EXERCISE
Write out exactly, with no other output, the lines below from the one that contains "Question. Place a dot on every instance of the wooden plank" through the end.

EXERCISE INPUT
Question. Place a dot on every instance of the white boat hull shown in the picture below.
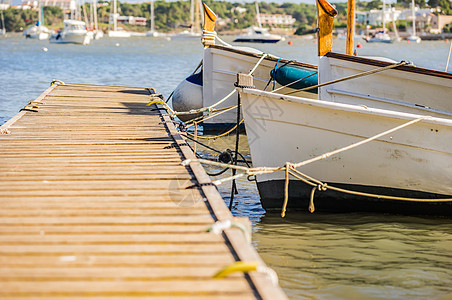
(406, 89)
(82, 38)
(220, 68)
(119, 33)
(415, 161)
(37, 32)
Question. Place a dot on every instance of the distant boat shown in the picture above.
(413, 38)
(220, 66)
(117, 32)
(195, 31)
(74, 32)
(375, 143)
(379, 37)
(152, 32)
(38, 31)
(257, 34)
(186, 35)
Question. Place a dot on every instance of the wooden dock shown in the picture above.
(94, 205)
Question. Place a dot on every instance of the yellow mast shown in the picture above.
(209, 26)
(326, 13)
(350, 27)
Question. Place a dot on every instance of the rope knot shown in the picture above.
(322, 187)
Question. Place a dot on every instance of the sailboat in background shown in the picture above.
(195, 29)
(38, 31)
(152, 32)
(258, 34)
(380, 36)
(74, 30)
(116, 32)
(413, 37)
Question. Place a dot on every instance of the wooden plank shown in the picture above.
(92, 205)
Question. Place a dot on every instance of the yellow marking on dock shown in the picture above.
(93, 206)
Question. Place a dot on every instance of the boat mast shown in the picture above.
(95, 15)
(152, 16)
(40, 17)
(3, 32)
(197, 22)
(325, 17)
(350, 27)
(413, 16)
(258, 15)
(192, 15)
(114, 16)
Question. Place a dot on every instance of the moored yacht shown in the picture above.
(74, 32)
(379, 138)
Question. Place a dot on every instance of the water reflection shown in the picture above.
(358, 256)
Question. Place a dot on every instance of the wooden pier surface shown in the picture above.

SOLUTION FOR THIS EXERCISE
Question. Place a dot on every instance of the wooden plank shown in the picture above.
(92, 205)
Question. Place a dot on every instance of the yellow marking on dock shown in the picture above.
(93, 206)
Question. Place a dot on every instance of the boat mast shown in the picture above.
(95, 15)
(152, 16)
(40, 17)
(3, 32)
(197, 22)
(325, 17)
(350, 27)
(413, 16)
(258, 15)
(192, 15)
(114, 16)
Question. Place a dot on every instance of the moored yacht shown in the picture above.
(74, 32)
(379, 138)
Question. Place a dot on every instance of the water reflection shown in the picture above.
(358, 256)
Question. Place a dot on every instance of the wooden pier surface shown in the picture above.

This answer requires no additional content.